▸ PROVIDED INFORMATION:
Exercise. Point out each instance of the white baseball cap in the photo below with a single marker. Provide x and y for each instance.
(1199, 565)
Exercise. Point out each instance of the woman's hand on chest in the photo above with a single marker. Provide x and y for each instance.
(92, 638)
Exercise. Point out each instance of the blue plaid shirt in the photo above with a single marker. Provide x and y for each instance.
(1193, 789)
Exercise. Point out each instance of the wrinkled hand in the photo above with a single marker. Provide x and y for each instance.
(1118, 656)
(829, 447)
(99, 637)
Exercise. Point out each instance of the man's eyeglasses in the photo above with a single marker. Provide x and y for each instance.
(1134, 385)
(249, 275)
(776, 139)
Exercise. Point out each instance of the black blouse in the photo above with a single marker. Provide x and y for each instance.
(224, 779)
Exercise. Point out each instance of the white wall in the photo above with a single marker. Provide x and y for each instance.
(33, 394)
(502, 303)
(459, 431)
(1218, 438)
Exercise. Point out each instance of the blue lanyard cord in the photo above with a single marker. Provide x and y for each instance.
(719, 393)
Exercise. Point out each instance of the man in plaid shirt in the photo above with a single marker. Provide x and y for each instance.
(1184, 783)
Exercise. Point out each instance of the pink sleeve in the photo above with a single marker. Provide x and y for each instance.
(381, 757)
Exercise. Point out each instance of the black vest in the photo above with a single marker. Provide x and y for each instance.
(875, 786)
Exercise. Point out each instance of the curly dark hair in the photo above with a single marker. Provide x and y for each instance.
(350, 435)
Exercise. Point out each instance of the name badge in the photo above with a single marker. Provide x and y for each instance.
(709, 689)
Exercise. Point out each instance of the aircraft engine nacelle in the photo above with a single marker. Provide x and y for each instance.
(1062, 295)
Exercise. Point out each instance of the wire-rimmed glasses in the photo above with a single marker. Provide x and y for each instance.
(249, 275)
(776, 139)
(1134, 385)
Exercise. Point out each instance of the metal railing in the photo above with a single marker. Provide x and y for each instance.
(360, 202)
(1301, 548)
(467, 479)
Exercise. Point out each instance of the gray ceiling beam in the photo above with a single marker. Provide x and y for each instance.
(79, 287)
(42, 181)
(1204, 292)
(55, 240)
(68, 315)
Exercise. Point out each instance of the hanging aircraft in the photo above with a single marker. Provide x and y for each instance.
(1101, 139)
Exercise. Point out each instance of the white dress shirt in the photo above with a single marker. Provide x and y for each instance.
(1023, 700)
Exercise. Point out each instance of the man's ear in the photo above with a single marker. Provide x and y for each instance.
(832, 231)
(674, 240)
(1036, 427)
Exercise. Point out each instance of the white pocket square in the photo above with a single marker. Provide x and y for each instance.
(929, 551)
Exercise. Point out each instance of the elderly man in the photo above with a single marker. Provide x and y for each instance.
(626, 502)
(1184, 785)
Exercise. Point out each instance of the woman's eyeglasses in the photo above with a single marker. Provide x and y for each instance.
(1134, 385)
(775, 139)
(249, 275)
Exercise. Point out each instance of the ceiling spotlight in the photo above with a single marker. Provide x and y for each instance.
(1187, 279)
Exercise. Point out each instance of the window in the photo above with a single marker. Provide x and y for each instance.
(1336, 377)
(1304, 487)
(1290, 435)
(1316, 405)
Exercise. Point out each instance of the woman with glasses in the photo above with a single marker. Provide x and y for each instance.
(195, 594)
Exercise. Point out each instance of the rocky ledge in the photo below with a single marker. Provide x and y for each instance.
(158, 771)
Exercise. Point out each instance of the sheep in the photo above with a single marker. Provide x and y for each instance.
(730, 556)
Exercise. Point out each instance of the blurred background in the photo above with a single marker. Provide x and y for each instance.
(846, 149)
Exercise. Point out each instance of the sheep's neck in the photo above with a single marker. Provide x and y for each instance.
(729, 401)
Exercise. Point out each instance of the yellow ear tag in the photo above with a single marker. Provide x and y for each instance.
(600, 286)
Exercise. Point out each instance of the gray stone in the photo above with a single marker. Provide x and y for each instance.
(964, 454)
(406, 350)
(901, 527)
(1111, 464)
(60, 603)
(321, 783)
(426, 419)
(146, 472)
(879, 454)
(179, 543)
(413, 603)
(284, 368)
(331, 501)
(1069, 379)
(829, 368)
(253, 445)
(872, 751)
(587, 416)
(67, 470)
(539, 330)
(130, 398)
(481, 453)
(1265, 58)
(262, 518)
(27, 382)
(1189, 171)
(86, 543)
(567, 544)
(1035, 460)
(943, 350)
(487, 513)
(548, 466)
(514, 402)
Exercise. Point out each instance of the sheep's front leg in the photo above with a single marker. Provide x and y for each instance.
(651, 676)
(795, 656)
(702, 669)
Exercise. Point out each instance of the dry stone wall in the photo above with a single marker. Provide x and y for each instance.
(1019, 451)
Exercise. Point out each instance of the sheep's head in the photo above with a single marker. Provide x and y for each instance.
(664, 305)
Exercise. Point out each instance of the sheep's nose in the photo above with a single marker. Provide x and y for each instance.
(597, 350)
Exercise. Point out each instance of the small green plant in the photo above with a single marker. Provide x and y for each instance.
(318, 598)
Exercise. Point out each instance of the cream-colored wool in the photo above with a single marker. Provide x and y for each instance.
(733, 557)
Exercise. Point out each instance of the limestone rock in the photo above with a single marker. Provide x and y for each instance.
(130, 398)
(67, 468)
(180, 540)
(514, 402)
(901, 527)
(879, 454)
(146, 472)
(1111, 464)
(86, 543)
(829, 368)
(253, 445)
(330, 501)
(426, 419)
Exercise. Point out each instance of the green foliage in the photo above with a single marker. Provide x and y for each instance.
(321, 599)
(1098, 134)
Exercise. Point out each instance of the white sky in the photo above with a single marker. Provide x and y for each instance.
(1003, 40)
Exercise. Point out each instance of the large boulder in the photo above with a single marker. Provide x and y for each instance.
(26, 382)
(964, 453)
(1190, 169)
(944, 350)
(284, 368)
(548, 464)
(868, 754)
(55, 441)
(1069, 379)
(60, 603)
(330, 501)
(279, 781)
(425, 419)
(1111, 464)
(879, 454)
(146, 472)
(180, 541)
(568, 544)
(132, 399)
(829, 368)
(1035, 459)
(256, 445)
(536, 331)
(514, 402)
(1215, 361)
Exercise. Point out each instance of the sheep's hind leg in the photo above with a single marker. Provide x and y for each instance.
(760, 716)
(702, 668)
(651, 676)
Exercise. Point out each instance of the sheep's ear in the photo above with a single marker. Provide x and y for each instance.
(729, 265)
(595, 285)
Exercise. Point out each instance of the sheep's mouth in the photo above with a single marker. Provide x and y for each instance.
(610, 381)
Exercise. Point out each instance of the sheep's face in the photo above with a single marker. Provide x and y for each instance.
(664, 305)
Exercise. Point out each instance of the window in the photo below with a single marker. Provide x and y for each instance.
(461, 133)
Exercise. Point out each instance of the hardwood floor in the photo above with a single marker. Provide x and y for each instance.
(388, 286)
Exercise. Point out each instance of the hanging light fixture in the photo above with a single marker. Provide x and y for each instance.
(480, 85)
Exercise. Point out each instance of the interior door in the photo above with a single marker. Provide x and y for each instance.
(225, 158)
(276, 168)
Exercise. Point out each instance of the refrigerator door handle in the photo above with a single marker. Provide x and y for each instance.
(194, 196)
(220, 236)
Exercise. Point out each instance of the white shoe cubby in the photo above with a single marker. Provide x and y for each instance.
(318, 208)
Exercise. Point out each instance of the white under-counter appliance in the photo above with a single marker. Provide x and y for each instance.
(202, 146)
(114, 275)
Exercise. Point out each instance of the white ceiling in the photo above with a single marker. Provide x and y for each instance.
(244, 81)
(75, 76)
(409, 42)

▸ BRIEF: Transcribe every item above verbatim, line by line, without altering any word or punctuation mark.

▸ TASK ANSWER:
Exercise. Point out each instance of the white baseball cap in the photo below with a single marker. Provide x and y for each instance.
(1199, 565)
Exercise. Point out each instance of the woman's hand on chest in the photo above with a single marker. Provide x and y for each instance.
(92, 638)
Exercise. Point out each instance of the blue plaid shirt in the photo above with a single marker. Provide x and y for each instance.
(1193, 789)
Exercise. Point out each instance of the wrinkled hand in the photo above with a single marker. Provide x and y for each instance.
(1118, 656)
(829, 447)
(99, 637)
Exercise. Point out each instance of the man's eyeglasses in the photo above with a single marker. Provide x and y for each instance.
(1134, 385)
(249, 275)
(776, 139)
Exercise. Point out each instance of the black blouse in the photo above with a single marker. Provide x and y for each instance.
(224, 779)
Exercise. Point out each instance of the white wall in the photo above with a single marker. Provide x and y for each instance.
(33, 394)
(502, 303)
(459, 431)
(1218, 438)
Exercise. Point out each instance of the blue lanyard cord in the photo above with a single marker. Provide x and y for each instance.
(719, 393)
Exercise. Point out each instance of the man in plaid shirt in the photo above with a single marker. Provide x and y for each instance.
(1184, 783)
Exercise. Point out each instance of the pink sleeve in the photo above with a single marker. Provide x and y for each instance.
(381, 757)
Exercise. Point out each instance of the black vest in the photo above with a single marker. Provide x and y for each instance.
(875, 786)
Exercise. Point out each instance of the curly dark hair in the photo above with a single marker. Provide x and y for each instance.
(350, 435)
Exercise. Point out each instance of the name badge in the photo above with a single marker. Provide x and y for each instance.
(709, 689)
Exercise. Point out each instance of the aircraft engine nacelle in the photo above with a single marker. Provide x and y for each instance.
(1062, 295)
Exercise. Point out each instance of the wire-rimmed glasses in the photo above with a single marker. Provide x and y for each instance.
(249, 275)
(776, 139)
(1134, 385)
Exercise. Point out each instance of the metal railing in the photo above with a single marker. Provide x and y for each instance.
(360, 202)
(1301, 548)
(467, 479)
Exercise. Point out each instance of the gray ceiling beam in the photo above with a single marker. Provide x and y for each instance.
(79, 287)
(42, 181)
(1204, 292)
(55, 240)
(68, 315)
Exercise. Point out each instance of the hanging aircraft in the photo above with a single marker. Provide x and y for each instance.
(1101, 139)
Exercise. Point out each instance of the white dress shirt in the photo above with a single marker. Provide x and y for each instance.
(1023, 700)
Exercise. Point out each instance of the man's ear in the photo above with a single marker. Provide x and y for each instance.
(832, 231)
(674, 240)
(1036, 427)
Exercise. Point out each instance of the white pocket square in the photo above with a single marker. Provide x and y for each instance.
(929, 551)
Exercise. Point out each instance of the elderly man in the photo above with a single marker. Provide x and y for each instance.
(626, 502)
(1184, 785)
Exercise. Point out each instance of the woman's eyeglasses in the photo above with a single marker. Provide x and y for each instance.
(1134, 385)
(775, 139)
(249, 275)
Exercise. Point out each instance of the ceiling spotlight in the photo above with a single marker. Provide x and y for each instance.
(1187, 279)
Exercise. Point out each instance of the window in the photo above with a single marker. Provide x and y for each instance.
(1336, 377)
(1304, 487)
(1290, 435)
(1316, 405)
Exercise. Point out each instance of the woman with glasses in the photo above with a single marker. Provide x and y for each instance.
(195, 594)
Exercise. Point out each instance of the rocky ledge in the photo below with a single marker. Provide x and y for each instance.
(158, 771)
Exercise. Point out each instance of the sheep in the photo above with a single marker. Provide x and y for each instance.
(730, 556)
Exercise. Point out each instance of the blurred background in the photo above with a single marker. Provide x and y for each instance.
(846, 149)
Exercise. Point out each instance of the sheep's neck in the photo above with a single marker. Provide x and y for each instance.
(729, 401)
Exercise. Point out each instance of the yellow ear tag in the photo above with a single marker. Provide x and y for each instance.
(600, 286)
Exercise. Point out each instance of the gray stone in the photo above with a single marker. Provide x and y for each instance.
(964, 454)
(406, 350)
(901, 527)
(1111, 464)
(60, 603)
(321, 783)
(426, 419)
(146, 472)
(879, 454)
(179, 543)
(413, 603)
(284, 368)
(331, 501)
(1069, 379)
(829, 368)
(253, 445)
(872, 751)
(587, 416)
(67, 470)
(539, 330)
(130, 398)
(481, 453)
(1265, 58)
(262, 518)
(27, 382)
(1189, 171)
(86, 543)
(567, 544)
(1035, 460)
(943, 350)
(487, 513)
(548, 466)
(514, 402)
Exercise. Point out each instance of the sheep's front leg in the photo above with a single marker. Provide x and y for each instance.
(651, 676)
(795, 656)
(702, 669)
Exercise. Point out each instance of the dry stone wall in the photo above with a single marker. Provide x and y for each instance.
(1019, 451)
Exercise. Point out each instance of the sheep's head in the photo above with a single marker. Provide x and y for each instance.
(664, 305)
Exercise. Point out each instance of the sheep's nose in the photo above with a single marker. Provide x and y for each instance.
(597, 350)
Exercise. Point out each instance of the small green plant in the photo above with a single marker. Provide x and y for each instance.
(318, 598)
Exercise. Point out each instance of the cream-colored wool in the photo above with a single marker. Provide x and y for each instance.
(733, 557)
Exercise. Point out each instance of the limestone rock in the photo above with a single marker. Provide x and y for each instance.
(130, 398)
(67, 468)
(180, 540)
(514, 402)
(901, 527)
(879, 454)
(146, 472)
(1111, 464)
(86, 543)
(829, 368)
(253, 445)
(330, 501)
(426, 419)
Exercise. Point out each instance of the green foliage in the photo above with a single marker. Provide x and y for each instance.
(321, 599)
(1098, 134)
Exercise. Point out each instance of the white sky in the photo above with a single marker. Provide x and y for each instance.
(1003, 40)
Exercise. Point out each instance of the large boulder in the photo above with a single marker. Provide x and y for each instance.
(26, 382)
(964, 453)
(1190, 169)
(944, 350)
(284, 368)
(548, 464)
(868, 754)
(55, 441)
(1069, 379)
(60, 603)
(330, 501)
(279, 781)
(425, 419)
(1111, 464)
(879, 454)
(146, 472)
(180, 541)
(568, 544)
(132, 399)
(829, 368)
(1035, 459)
(256, 445)
(536, 331)
(514, 402)
(1215, 361)
Exercise. Point out each instance of the sheep's hind leg in the photo above with a single marker. Provide x and y for each instance.
(760, 716)
(702, 668)
(651, 676)
Exercise. Point out each instance of the sheep's ear in the photo above with a single marker. Provide x and y for each instance.
(729, 265)
(595, 285)
Exercise. Point out each instance of the sheep's mouth in the photo above with a single marker. Provide x and y for each instance.
(610, 381)
Exercise. Point out each instance of the sheep's face in the photo above with a single marker. Provide x and y for each instance.
(664, 305)
Exercise. Point out each instance of the window in the photo below with a single marker. Provide x and y for each instance.
(461, 133)
Exercise. Point out each instance of the hardwood floor in the photo above with a single marker. Provide x and y for each instance.
(388, 286)
Exercise. Point out each instance of the hanging light fixture in the photo above with a single marker. Provide x and y for each instance.
(480, 85)
Exercise. Point out each instance of the interior door in the photo above with a single marker. Provide x and y for each instance.
(225, 158)
(276, 168)
Exercise. Point out each instance of the refrigerator door handle in the photo above with a single marker. Provide x and y for each instance.
(194, 196)
(220, 236)
Exercise. Point out each instance of the white shoe cubby in the photo above with a single marker. Provide x and y for each instance.
(318, 208)
Exercise. Point out each instance of the white under-counter appliance in the photo above with a single marker. Provide x and y for each instance.
(202, 146)
(114, 275)
Exercise. Point out each instance of the white ceiling in the photo above with a single marker. Provide x and y for each instance.
(244, 81)
(75, 76)
(409, 42)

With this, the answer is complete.